• **GIVEN DATA**:
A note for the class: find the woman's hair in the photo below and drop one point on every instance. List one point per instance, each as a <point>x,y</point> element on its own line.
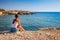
<point>16,15</point>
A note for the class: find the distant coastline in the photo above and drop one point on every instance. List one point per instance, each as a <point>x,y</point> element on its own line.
<point>13,12</point>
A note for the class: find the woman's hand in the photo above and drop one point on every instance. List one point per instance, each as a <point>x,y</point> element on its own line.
<point>20,28</point>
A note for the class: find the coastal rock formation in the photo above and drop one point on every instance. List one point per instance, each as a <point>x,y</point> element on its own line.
<point>13,12</point>
<point>43,34</point>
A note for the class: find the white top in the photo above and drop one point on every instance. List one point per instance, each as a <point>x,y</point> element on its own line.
<point>15,25</point>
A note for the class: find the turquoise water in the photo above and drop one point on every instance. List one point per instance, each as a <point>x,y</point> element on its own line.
<point>33,21</point>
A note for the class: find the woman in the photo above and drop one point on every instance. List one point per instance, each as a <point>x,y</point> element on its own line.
<point>16,25</point>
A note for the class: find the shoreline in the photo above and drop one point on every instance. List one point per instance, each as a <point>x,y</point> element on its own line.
<point>42,34</point>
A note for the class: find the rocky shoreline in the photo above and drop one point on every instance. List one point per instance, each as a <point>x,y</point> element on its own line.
<point>13,12</point>
<point>42,34</point>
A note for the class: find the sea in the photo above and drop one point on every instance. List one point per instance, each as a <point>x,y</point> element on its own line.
<point>33,21</point>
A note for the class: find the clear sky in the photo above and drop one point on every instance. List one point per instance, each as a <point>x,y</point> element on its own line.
<point>31,5</point>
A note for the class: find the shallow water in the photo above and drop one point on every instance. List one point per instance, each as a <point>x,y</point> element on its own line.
<point>33,21</point>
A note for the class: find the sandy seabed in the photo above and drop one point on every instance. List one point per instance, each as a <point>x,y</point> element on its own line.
<point>42,34</point>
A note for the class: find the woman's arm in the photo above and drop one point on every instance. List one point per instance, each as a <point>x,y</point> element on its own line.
<point>19,26</point>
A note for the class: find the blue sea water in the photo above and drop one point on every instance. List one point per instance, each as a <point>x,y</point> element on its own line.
<point>33,21</point>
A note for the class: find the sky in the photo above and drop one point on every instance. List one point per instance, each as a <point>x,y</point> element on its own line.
<point>31,5</point>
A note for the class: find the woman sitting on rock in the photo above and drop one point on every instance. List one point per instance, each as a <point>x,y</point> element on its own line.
<point>16,25</point>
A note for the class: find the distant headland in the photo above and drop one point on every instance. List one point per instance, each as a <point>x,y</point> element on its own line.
<point>13,12</point>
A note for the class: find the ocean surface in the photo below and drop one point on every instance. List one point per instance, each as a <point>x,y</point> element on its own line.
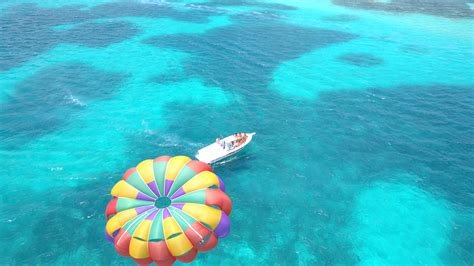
<point>364,113</point>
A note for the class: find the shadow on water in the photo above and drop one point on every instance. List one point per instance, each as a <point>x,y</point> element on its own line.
<point>220,60</point>
<point>43,102</point>
<point>37,23</point>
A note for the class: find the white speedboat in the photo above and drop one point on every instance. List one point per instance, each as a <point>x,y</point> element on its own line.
<point>216,151</point>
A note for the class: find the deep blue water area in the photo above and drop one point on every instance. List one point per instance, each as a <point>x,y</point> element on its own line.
<point>364,113</point>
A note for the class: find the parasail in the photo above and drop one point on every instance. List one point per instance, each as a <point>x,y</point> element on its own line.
<point>167,209</point>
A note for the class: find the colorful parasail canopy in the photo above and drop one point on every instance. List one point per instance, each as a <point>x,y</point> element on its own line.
<point>166,209</point>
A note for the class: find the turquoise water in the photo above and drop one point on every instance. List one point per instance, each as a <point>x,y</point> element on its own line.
<point>364,114</point>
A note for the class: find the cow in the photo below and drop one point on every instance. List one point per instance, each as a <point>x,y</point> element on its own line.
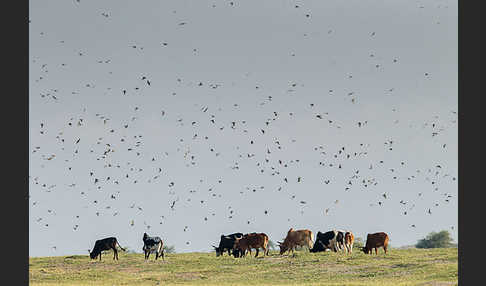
<point>105,244</point>
<point>340,240</point>
<point>226,243</point>
<point>375,240</point>
<point>325,241</point>
<point>349,241</point>
<point>294,238</point>
<point>151,244</point>
<point>249,241</point>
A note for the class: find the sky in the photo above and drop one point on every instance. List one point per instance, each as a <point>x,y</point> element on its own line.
<point>192,119</point>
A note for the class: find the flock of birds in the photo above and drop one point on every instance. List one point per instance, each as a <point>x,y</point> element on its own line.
<point>119,159</point>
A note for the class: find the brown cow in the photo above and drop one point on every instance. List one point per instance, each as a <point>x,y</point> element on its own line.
<point>375,240</point>
<point>249,241</point>
<point>349,241</point>
<point>302,237</point>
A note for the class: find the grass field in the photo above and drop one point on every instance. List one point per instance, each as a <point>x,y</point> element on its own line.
<point>398,267</point>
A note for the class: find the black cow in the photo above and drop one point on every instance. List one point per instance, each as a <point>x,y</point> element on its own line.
<point>340,239</point>
<point>226,243</point>
<point>327,240</point>
<point>105,244</point>
<point>151,244</point>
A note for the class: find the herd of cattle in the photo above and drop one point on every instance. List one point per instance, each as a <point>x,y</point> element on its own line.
<point>238,244</point>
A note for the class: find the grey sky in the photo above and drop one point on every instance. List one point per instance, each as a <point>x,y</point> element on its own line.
<point>396,60</point>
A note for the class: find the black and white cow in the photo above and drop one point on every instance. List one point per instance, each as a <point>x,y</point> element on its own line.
<point>226,243</point>
<point>151,244</point>
<point>327,240</point>
<point>105,244</point>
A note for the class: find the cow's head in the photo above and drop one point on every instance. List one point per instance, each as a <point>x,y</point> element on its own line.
<point>318,246</point>
<point>218,250</point>
<point>283,247</point>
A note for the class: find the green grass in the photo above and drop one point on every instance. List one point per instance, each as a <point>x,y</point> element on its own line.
<point>398,267</point>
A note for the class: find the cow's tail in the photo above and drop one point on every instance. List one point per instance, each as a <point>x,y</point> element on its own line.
<point>120,245</point>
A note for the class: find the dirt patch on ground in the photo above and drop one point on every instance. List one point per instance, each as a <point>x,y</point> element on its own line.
<point>189,275</point>
<point>438,283</point>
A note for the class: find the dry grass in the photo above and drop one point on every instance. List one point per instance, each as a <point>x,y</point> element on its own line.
<point>399,267</point>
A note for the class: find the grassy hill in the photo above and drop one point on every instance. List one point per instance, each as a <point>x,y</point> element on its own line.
<point>398,267</point>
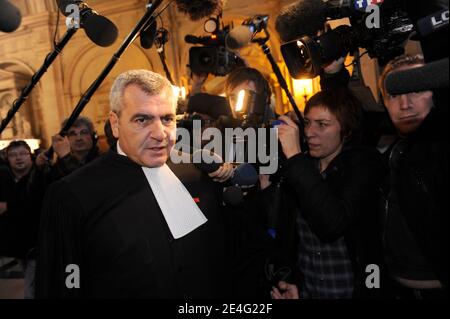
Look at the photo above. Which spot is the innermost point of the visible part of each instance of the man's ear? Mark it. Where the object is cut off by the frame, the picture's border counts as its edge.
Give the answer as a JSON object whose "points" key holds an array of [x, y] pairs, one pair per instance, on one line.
{"points": [[114, 121]]}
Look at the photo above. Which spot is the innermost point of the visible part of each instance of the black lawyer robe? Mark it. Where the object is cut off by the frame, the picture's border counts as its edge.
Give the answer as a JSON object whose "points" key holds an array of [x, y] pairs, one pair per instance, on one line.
{"points": [[105, 219]]}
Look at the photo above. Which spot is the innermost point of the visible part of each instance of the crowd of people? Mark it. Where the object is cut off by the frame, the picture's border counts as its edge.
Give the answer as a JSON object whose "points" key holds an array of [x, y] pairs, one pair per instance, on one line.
{"points": [[137, 225]]}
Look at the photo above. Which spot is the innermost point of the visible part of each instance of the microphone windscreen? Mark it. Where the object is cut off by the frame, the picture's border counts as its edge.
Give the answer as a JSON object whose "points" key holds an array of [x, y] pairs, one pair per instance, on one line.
{"points": [[303, 18], [99, 29], [148, 35], [239, 37], [199, 9], [63, 4], [233, 196], [245, 175], [431, 76], [207, 162], [10, 17]]}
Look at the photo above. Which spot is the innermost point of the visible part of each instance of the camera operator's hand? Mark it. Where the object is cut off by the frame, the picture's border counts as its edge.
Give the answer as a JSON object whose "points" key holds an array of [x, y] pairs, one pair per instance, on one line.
{"points": [[335, 66], [198, 80], [264, 181], [285, 291], [61, 145], [224, 173], [289, 136]]}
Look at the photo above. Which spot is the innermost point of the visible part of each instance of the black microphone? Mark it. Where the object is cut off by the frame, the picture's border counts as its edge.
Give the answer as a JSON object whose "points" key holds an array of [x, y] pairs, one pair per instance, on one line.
{"points": [[431, 76], [199, 9], [99, 29], [10, 17], [242, 35], [307, 17], [209, 162], [245, 175], [148, 35], [233, 196]]}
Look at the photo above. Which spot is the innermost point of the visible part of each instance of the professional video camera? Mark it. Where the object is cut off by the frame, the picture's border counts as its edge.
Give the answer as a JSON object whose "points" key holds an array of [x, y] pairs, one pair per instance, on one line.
{"points": [[383, 32], [213, 56]]}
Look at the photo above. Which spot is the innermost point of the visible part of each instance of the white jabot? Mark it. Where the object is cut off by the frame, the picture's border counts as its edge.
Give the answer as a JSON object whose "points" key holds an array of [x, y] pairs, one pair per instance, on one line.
{"points": [[178, 207]]}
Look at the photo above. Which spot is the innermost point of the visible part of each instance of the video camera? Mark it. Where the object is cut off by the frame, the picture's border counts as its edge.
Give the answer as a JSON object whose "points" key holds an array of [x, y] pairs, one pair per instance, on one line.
{"points": [[382, 32], [212, 56]]}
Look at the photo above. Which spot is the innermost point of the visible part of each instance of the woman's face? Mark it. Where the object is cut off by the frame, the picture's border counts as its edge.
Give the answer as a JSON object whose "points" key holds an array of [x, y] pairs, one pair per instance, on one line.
{"points": [[323, 133]]}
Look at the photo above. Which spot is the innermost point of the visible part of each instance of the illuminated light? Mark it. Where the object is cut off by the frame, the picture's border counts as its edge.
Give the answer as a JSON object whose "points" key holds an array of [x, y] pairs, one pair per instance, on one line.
{"points": [[303, 87], [32, 143], [183, 93], [240, 101]]}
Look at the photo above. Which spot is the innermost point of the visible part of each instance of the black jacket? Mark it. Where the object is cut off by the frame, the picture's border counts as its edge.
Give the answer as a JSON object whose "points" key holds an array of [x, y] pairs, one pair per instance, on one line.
{"points": [[105, 219], [422, 182], [344, 204]]}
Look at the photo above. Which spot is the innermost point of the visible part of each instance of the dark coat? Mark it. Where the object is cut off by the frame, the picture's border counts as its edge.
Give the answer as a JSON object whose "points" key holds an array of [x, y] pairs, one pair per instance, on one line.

• **DIRECTIONS FOR THIS TASK**:
Restate the final lines of the listing above word for word, beginning at the line that contains "of the illuminated".

• **FULL SOLUTION**:
Look at the photo above. Which spot is the innermost point of the visible part of each instance of the illuminated light? Mark it. Where the object is cut off by the frame, the picture's border counts as its edge.
Give the answer as a JSON object whose "points" key holds an array of [x, y] pairs, one pair per instance, on one line.
{"points": [[303, 87], [32, 143], [183, 93], [240, 101]]}
Look at the photo above. Which spot is the innermost point of the visible part of each instance of the black jacket? Mark it. Where the object is cut off by the frame, the picture's border counts as its edge.
Give the answer as a JSON object whose "points" key holds an array of [x, y] pairs, one pair per instance, on one line.
{"points": [[105, 219], [422, 182], [344, 204]]}
Look at the photo above. Which spot is the innermost point of the visible part of each instance of the dark coat? Mark it. Where the object is cut off by the frame, the picture's border counts as its edge.
Give the answer as a JSON object whose "points" key holds an array of [x, y] pairs, one pair per instance, on one line.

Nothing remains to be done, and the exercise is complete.